::: Text segment :::

A variety of compounds have been developed for the management of fever and pain, the most successful being non-steroidal anti-inflammatory drugs. They exist in a variety of forms for various types of administration. Those administered parenterally are considered more efficacious than those administered orally in terms of the rate of the achieved clinical effect. Furthermore, several conditions necessitate parenteral administration.
Paracetamol is a well-known antipyretic and analgesic compound available for many years for oral administration since intravenous infusion was hampered by water insolubility. Its pro-drug, namely, pro-paracetamol, was applied for intravenous infusion where an amount of 2g was equally potent to 1 g of paracetamol. Pro-paracetamol has been given with success as analgesic medication in women undergoing laparoscopic operation, as antipyretic in patients with hematologic malignancies, as antipyretic in children bearing infectious diseases and as antipyretic in critically ill patients.
Ready-made paracetamol for intravenous infusion has been in the market in some European countries. It has been tested in four clinical trials. In the first trial it was given as post-operative analgesia at a dose of 1g x 4 in 80 patients undergoing laparoscopic cholecystectomy. Clinical efficacy was comparable to parecoxib and valdecoxib. In three other studies, it was given as post-operative analgesia after spinal body ectomy and after resection of the third mole providing conflicting results. However, in all the three latter studies, the number of patients given paracetamol was limited.

::: Supplied data :::

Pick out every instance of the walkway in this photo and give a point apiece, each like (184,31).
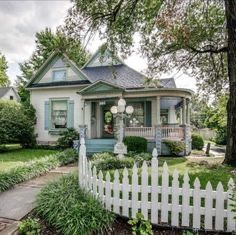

:::

**Problem 1:**
Answer these from the paracetamol text:
(a) What made intravenous infusion of paracetamol difficult?
(b) What amount of pro-paracetamol was as potent as 1 g of paracetamol?
(c) In the first trial of ready-made intravenous paracetamol, how many patients took part, and what operation were they having?
**Problem 2:**
Quote the paracetamol text from "Ready-made paracetamol for" to "paracetamol was limited.".

**Final answer 1:**
(a) Its water insolubility.
(b) 2 g.
(c) 80 patients, undergoing laparoscopic cholecystectomy.

**Final answer 2:**
Ready-made paracetamol for intravenous infusion has been in the market in some European countries. It has been tested in four clinical trials. In the first trial it was given as post-operative analgesia at a dose of 1g x 4 in 80 patients undergoing laparoscopic cholecystectomy. Clinical efficacy was comparable to parecoxib and valdecoxib. In three other studies, it was given as post-operative analgesia after spinal body ectomy and after resection of the third mole providing conflicting results. However, in all the three latter studies, the number of patients given paracetamol was limited.